▸ Exercise requirements: From the line that includes "Reviewer note: check that every instance of the curved" to the closing line of the data, please transcribe every line exactly and add nothing.

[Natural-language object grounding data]

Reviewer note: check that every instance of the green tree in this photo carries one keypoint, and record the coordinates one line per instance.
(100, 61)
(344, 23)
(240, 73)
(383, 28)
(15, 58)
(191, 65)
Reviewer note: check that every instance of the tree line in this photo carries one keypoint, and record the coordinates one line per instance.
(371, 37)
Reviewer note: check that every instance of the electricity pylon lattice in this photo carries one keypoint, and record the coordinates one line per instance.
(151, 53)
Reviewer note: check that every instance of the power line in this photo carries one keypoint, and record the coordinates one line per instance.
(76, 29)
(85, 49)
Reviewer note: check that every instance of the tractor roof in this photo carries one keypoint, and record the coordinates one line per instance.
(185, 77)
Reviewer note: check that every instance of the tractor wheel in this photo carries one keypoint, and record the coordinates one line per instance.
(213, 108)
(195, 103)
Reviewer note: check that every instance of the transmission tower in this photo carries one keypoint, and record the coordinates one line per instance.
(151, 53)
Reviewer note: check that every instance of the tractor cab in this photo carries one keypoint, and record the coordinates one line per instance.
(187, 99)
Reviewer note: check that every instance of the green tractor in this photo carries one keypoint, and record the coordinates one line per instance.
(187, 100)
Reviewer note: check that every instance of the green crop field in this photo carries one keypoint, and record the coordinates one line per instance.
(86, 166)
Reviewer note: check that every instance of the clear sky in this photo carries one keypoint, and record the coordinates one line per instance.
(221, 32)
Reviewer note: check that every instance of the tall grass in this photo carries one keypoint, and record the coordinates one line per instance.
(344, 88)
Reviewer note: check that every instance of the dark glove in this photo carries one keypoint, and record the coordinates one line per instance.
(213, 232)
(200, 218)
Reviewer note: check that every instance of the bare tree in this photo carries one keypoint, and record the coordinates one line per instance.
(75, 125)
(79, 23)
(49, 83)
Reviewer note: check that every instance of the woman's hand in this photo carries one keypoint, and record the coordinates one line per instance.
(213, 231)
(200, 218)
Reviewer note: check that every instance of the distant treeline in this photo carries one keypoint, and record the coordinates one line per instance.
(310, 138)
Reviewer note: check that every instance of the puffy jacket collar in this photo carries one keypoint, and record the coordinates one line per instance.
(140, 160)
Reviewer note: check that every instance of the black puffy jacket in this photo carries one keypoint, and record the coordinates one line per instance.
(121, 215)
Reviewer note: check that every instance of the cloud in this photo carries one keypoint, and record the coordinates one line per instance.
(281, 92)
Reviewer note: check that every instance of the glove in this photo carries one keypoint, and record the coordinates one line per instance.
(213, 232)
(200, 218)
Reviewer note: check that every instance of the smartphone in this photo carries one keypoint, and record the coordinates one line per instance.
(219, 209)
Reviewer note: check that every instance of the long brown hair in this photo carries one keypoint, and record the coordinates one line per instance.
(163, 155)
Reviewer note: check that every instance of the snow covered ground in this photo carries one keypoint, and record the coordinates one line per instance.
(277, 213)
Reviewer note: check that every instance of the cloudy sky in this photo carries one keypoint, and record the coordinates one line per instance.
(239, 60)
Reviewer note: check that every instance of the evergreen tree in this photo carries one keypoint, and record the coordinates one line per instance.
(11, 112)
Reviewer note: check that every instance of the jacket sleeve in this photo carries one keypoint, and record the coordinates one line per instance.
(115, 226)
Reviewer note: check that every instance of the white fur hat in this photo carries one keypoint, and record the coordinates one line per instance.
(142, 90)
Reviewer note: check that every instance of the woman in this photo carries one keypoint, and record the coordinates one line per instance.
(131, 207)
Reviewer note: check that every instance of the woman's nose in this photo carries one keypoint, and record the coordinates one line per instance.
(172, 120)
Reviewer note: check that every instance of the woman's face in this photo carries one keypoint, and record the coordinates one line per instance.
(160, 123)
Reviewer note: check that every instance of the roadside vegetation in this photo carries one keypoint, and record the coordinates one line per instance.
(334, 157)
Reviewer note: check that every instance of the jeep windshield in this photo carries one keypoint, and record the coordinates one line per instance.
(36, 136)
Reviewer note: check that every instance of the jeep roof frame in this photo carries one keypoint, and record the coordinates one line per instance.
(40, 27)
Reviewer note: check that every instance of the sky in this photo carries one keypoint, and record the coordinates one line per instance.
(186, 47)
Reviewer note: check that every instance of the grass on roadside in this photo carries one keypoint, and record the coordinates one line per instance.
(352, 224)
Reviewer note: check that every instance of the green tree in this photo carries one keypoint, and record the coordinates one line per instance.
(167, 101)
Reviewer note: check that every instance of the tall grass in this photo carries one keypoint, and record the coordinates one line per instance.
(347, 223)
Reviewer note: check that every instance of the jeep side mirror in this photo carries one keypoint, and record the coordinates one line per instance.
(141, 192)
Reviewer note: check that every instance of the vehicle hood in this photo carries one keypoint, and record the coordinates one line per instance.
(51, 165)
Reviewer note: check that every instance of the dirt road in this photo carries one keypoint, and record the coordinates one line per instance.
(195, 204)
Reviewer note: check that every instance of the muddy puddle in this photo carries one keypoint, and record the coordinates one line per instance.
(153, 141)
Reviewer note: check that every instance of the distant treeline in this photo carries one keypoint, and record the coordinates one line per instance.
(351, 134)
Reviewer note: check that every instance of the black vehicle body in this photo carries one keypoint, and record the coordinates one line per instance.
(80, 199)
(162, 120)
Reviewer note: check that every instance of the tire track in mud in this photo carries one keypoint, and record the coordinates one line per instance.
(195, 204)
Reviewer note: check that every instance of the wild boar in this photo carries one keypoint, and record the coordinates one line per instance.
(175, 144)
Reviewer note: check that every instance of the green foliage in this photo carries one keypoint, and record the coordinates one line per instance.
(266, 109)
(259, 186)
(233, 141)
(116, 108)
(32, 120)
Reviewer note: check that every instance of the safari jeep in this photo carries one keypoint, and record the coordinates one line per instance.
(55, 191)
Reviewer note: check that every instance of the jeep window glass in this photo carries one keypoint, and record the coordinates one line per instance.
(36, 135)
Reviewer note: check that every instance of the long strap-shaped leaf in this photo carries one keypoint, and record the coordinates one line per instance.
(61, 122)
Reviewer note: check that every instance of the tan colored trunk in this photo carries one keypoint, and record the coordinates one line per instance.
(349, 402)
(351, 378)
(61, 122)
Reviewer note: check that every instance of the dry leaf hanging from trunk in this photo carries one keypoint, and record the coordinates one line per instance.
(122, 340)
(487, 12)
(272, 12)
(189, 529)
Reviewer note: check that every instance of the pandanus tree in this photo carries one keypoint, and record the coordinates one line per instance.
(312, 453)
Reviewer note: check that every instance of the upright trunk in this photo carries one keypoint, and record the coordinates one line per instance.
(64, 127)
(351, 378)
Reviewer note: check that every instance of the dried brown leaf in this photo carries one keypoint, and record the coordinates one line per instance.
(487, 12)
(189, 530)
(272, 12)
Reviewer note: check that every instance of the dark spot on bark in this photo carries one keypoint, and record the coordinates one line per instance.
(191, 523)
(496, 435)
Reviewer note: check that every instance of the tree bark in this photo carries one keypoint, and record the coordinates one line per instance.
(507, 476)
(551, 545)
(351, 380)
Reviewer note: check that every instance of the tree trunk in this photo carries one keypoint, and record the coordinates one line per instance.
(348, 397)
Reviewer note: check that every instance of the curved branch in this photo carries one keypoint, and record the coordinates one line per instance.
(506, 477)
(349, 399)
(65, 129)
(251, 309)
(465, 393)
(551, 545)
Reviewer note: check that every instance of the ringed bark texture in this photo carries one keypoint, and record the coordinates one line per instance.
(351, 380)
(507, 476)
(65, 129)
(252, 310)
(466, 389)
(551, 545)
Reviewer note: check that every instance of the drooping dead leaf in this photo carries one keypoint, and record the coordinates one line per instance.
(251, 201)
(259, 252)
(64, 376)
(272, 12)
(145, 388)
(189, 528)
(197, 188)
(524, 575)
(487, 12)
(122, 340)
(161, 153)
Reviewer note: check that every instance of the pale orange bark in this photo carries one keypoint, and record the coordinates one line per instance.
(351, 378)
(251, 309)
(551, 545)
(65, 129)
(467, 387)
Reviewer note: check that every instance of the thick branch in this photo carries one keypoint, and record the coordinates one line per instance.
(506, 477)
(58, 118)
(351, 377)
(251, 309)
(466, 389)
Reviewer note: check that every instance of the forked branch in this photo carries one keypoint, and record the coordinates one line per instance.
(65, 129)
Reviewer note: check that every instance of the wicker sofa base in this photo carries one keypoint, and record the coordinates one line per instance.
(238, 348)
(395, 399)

▸ Result for this task:
Reviewer note: check that every instance of the curved branch in this photo carries one keypoint, and record the coordinates one line per instance.
(506, 477)
(349, 399)
(65, 129)
(251, 309)
(465, 393)
(551, 545)
Reviewer note: check that every instance of the ringed bark texture in this photo carries one keypoint, and record the coordinates one line per instance.
(351, 380)
(507, 476)
(65, 129)
(252, 310)
(466, 389)
(551, 545)
Reviewer note: check that every instance of the drooping dead leaf in this photo carries one keypoint, and record the coordinates one line per instance.
(251, 201)
(259, 252)
(64, 376)
(272, 12)
(145, 388)
(189, 528)
(197, 188)
(524, 575)
(487, 12)
(122, 340)
(161, 153)
Reviewer note: check that every instance of the pale orange bark in this photo carries one keypoint, and record the coordinates one line per instance.
(351, 378)
(251, 309)
(551, 545)
(65, 129)
(467, 387)
Reviewer note: check that every instance of the thick branch in this photo carries one keypoint, and record the coordinates one line per instance.
(506, 477)
(58, 118)
(351, 377)
(251, 309)
(466, 389)
Reviewer note: check that every instance of the forked branch in this photo carries one keypoint, and record the coordinates one line per instance.
(65, 129)
Reviewer note: check that every instance of the wicker sofa base in this photo carries one keypoint, and record the coordinates one line per instance.
(238, 348)
(395, 399)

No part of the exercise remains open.